USA LE INFORMAZIONI:
(A) Spiega in una o due frasi perché, secondo il testo fornito, la psicolinguistica forense permette di arrivare a una soluzione più rapida delle indagini.
(B) Nel testo fornito, attraverso quali aspetti l'analisi delle dichiarazioni rese stabilisce il grado di autenticità e attendibilità?

TESTO FORNITO:
════════════════════
La psicolinguistica forense è una disciplina investigativa di supporto alle indagini tradizionali. Grazie al suo studio, è capace di fornire elementi utili alle indagini, arrivando ad una soluzione più rapida.
La psicolinguistica forense è una disciplina investigativa che studia il linguaggio, scritto o parlato, fornendo elementi utili all’indagine come:
- l’origine geografica e l’appartenenza etnica;
- l’età e il sesso;
- l’attività lavorativa;
- il livello di istruzione;
- l’attività lavorativa;
- l’orientamento religioso;
- l’inquadramento sociale;
- le caratteristiche demografiche.
Questo tipo di attività, che si pone accanto alle altre che analizzano capelli, fibre, DNA e qualsiasi altro elemento balistico, permette di delineare un profilo psicologico più preciso.
L’importanza della psicolinguistica forense
La scienza della psicolinguistica forense può essere fondamentale per supportare le indagini nell’ambito dell’investigazione criminale. Ad esempio, può servire a:
- valutare un certo tipo di minaccia, come telefonate anonime, lettere minatorie, minacce verbali;
- attribuire un testo, come nel caso delle lettere anonime;
- realizzare un’analisi delle dichiarazioni rese, stabilendo il grado di autenticità ed attendibilità attraverso le pause effettuate, la lunghezza delle frasi o la loro sequenza;
- smascherare i finti suicidi attraverso lo studio dei biglietti di addio;
- risolvere i computer crimes, in cui spesso l’autore del crimine informatico non è un soggetto terzo all’azienda ma un dipendente della stessa company, o un funzionario della pubblica amministrazione.
Lo studio sulle menzogne
Non da ultimo, la disciplina si occupa anche di rilevare le menzogne, intese come atto volontario e non come il fatto di non ricordare qualcosa. La psicolinguistica forense interpreta pertanto tutti gli aspetti ingannevoli come l’ambiguità, l’evasività, omissioni, travisamenti etc.
════════════════════
DATI FORNITI:
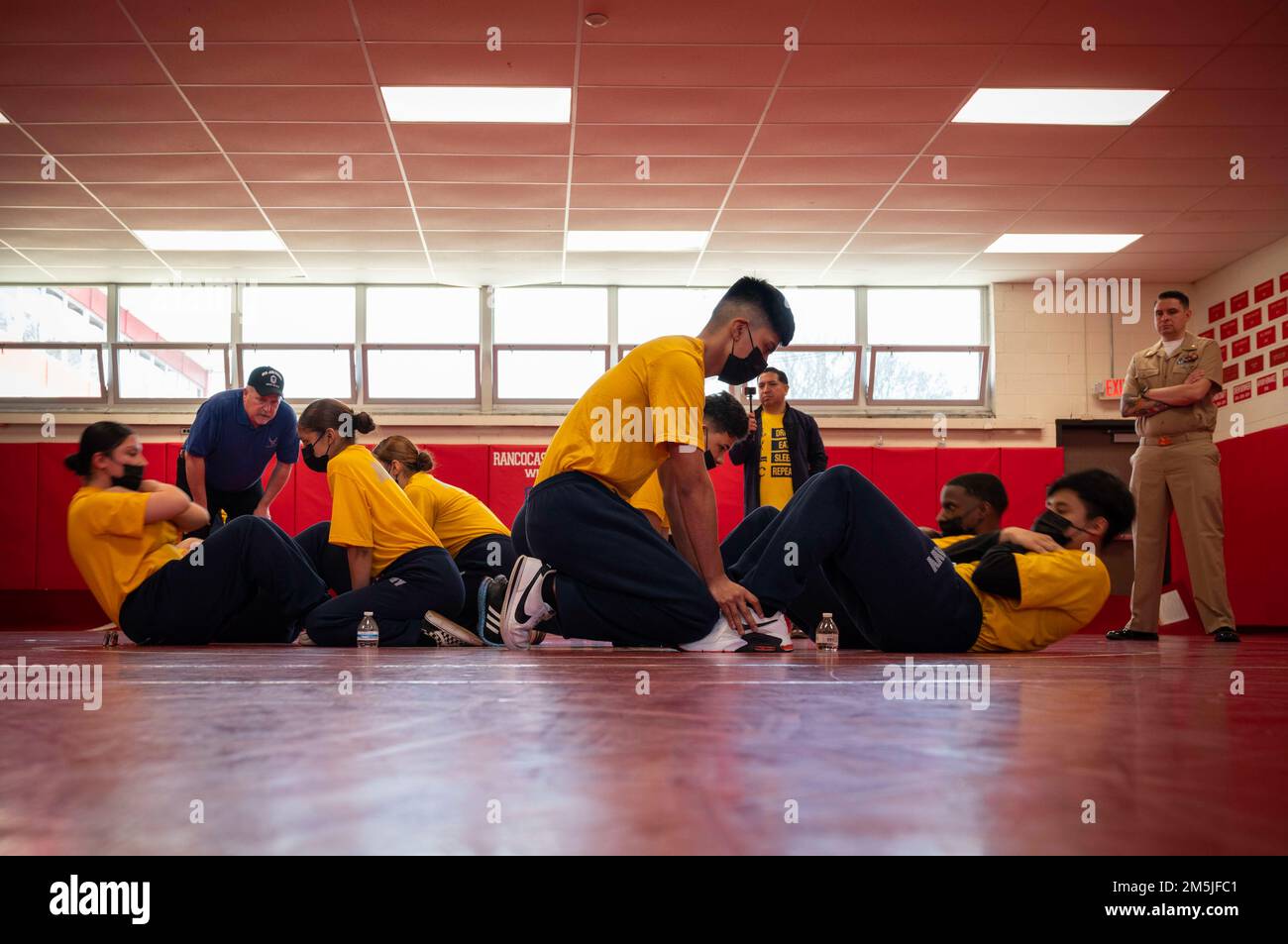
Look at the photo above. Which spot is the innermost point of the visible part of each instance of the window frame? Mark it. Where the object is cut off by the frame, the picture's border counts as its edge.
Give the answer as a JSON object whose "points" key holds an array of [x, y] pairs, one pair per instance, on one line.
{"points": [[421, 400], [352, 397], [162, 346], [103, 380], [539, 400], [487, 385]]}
════════════════════
RISULTATI ESERCIZIO:
(A) Perché, grazie al suo studio del linguaggio scritto o parlato, fornisce elementi utili alle indagini tradizionali, che supporta.

(B) Attraverso le pause effettuate, la lunghezza delle frasi o la loro sequenza.